- **Directions**
Print each of the records below, leaving every word as it is.
══ Data for analysis
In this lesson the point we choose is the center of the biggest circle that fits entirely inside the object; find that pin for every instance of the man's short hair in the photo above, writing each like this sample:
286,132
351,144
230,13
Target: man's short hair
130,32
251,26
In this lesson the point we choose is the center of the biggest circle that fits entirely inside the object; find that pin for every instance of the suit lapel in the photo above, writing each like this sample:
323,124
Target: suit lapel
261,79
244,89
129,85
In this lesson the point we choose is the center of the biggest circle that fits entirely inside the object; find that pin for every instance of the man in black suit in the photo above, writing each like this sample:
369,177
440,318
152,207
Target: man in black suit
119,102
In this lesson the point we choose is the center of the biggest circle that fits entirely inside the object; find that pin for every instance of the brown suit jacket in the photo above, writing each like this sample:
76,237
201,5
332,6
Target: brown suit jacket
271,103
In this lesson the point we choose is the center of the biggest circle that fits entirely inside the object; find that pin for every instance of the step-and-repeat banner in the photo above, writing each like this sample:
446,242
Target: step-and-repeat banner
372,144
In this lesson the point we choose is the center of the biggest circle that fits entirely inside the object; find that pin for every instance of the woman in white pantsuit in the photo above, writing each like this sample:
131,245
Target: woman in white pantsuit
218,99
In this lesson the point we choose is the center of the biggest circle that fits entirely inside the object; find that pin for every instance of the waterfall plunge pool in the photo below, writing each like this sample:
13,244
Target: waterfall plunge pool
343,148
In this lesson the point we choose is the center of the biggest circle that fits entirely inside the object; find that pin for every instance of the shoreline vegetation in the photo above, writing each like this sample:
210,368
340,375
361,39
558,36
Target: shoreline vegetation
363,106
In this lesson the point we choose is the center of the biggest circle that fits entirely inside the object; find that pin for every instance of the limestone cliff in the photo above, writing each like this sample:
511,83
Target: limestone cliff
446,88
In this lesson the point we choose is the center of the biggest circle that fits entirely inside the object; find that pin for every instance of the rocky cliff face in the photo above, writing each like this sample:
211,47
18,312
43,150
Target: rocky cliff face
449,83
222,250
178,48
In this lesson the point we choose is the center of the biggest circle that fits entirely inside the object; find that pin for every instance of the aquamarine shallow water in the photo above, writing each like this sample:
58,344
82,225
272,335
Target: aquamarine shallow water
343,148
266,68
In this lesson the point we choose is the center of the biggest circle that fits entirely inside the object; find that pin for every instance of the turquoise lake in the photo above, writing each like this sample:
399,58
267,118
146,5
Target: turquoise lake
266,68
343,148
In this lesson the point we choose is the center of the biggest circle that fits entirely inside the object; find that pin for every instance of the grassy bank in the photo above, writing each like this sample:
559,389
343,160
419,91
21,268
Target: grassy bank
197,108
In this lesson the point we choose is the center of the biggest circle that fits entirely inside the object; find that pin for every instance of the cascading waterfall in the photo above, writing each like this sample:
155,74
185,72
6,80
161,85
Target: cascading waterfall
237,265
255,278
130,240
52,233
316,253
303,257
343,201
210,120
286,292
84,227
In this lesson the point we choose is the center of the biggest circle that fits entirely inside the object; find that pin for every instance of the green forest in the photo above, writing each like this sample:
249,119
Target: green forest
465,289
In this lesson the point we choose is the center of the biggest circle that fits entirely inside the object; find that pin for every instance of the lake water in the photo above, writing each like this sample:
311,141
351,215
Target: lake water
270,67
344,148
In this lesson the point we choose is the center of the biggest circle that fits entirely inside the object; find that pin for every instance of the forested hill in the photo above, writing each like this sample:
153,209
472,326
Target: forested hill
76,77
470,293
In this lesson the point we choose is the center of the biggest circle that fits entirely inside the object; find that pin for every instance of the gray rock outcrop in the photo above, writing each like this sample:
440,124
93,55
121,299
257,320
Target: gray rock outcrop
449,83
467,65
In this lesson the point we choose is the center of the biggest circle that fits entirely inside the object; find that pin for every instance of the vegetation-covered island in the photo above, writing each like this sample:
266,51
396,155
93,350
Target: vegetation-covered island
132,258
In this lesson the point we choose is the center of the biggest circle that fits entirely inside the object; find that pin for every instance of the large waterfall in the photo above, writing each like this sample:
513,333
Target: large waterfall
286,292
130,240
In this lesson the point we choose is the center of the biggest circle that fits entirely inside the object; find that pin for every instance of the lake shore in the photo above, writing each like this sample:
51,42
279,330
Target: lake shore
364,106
════
- **Written answer**
In this lesson the point we choose is the center of the biggest circle that fits entirely inside the object; find that pin for every instance of the man's short hair in the photo above, writing each like this sample:
286,132
351,144
230,13
Target: man's short hair
130,32
251,26
In this lesson the point we choose is the center of the biggest circle that fits entirely inside the object; find that pin for every instance of the suit lapel in the photo above, writing each like this sample:
323,124
Target: suit lapel
261,79
244,89
129,85
In this lesson the point we choose is the center of the biggest circle that fits entirely inside the object; find that pin for every instance of the man in black suit in the photo above, writing each like this sample:
369,177
440,318
152,207
Target: man in black suit
119,102
In this lesson the point we choose is the center of the biggest circle that fits entirely inside the object; find that pin for every instance of the brown suit jacket in the photo above, writing each like this sample:
76,237
201,5
332,6
Target: brown suit jacket
271,103
In this lesson the point we choose is the center of the biggest circle that fits entirely inside the object; find that pin for every instance of the step-and-repeat banner in the photo above, writing each like this sample:
446,242
Target: step-and-repeat banner
372,144
In this lesson the point we choose is the center of the biggest circle that fits entirely inside the object; find that pin for every instance of the woman in white pantsuit in the photo above, writing each like this sample:
131,245
Target: woman in white pantsuit
218,99
In this lesson the point we choose is the center of the biggest circle that fits entirely inside the object; find that pin for every instance of the waterfall plunge pool in the photo below, writing each like this sample:
13,244
Target: waterfall plunge pool
343,148
In this lesson the point we choose is the center of the biggest circle that fits entirely inside the object; find that pin for every instance of the shoreline vegetation in the photo above, writing each like this sample:
210,368
340,375
361,39
558,36
Target: shoreline vegetation
363,106
In this lesson the point we choose is the center of the biggest circle that fits entirely inside the object; find that pin for every instance of the limestone cliff in the photo above, writing each like this sample:
511,83
Target: limestone cliff
446,88
In this lesson the point we choose is the center of the biggest circle that fits entirely inside the object; find that pin for every instance of the rocky cliff face in the photo above, writing each like this sample:
211,47
18,312
43,150
Target: rocky cliff face
449,83
222,250
178,48
In this lesson the point we choose is the center of the biggest circle that fits entirely inside the object; find that pin for every instance of the aquamarine shallow water in the photo above, writing each like this sample:
58,344
82,225
272,335
Target: aquamarine shallow water
343,148
266,68
In this lesson the point we choose is the center of the biggest circle that fits entirely inside the object; find that pin for every instance of the turquoise lake in the photo above, writing each like this sample:
399,58
267,118
146,5
Target: turquoise lake
266,68
343,148
In this lesson the point we choose is the center of the biggest circle that fits entirely inside the object; find that pin for every instance of the grassy bank in the photo above, writing each like this sample:
559,389
343,160
419,91
21,268
Target: grassy bank
197,108
In this lesson the point we choose is the center of the biggest circle that fits entirely inside the object; find that pin for every instance of the cascading waterfall in the photo above, writing each like this sample:
155,74
185,72
6,80
161,85
Target: cascading waterfall
237,265
255,278
130,240
52,233
316,253
303,257
343,201
210,120
286,292
84,227
In this lesson the point we choose is the center of the biggest circle that fits entirely inside the object; find that pin for every instance of the green forest in the photo above, writing each like this sample:
249,119
Target: green forest
465,289
In this lesson the point we choose is the center of the biggest circle that fits entirely inside the object; find that pin for every instance of the lake water in the photo above, writing each like this sample:
311,141
351,215
Target: lake water
270,67
344,148
In this lesson the point we choose is the center of the biggest circle that fits entirely inside the object; find that pin for every instance of the forested hill in the photo above, writing each like this sample:
153,209
472,326
Target: forested hill
76,77
470,293
In this lesson the point we choose is the center of the biggest circle that fits entirely inside the object; find that pin for every instance of the gray rock outcrop in the photo above, writing each like this sample:
440,124
93,55
121,299
257,320
Target: gray rock outcrop
449,83
467,65
In this lesson the point we choose is the center of the biggest circle that fits entirely inside the object; find that pin for every instance of the vegetation-covered island in the photo above, writing each like this sample:
266,51
396,155
93,350
Target: vegetation-covered island
132,258
In this lesson the point we choose is the center of the biggest circle that fits entirely inside the object; find that pin for every instance of the large waterfall in the photo above, writing each like this sample:
513,333
Target: large waterfall
286,292
130,240
In this lesson the point we choose is the center of the biggest circle that fits entirely inside the object; find that pin for every instance of the lake shore in the photo above, writing each like this sample:
51,42
279,330
Target: lake shore
364,106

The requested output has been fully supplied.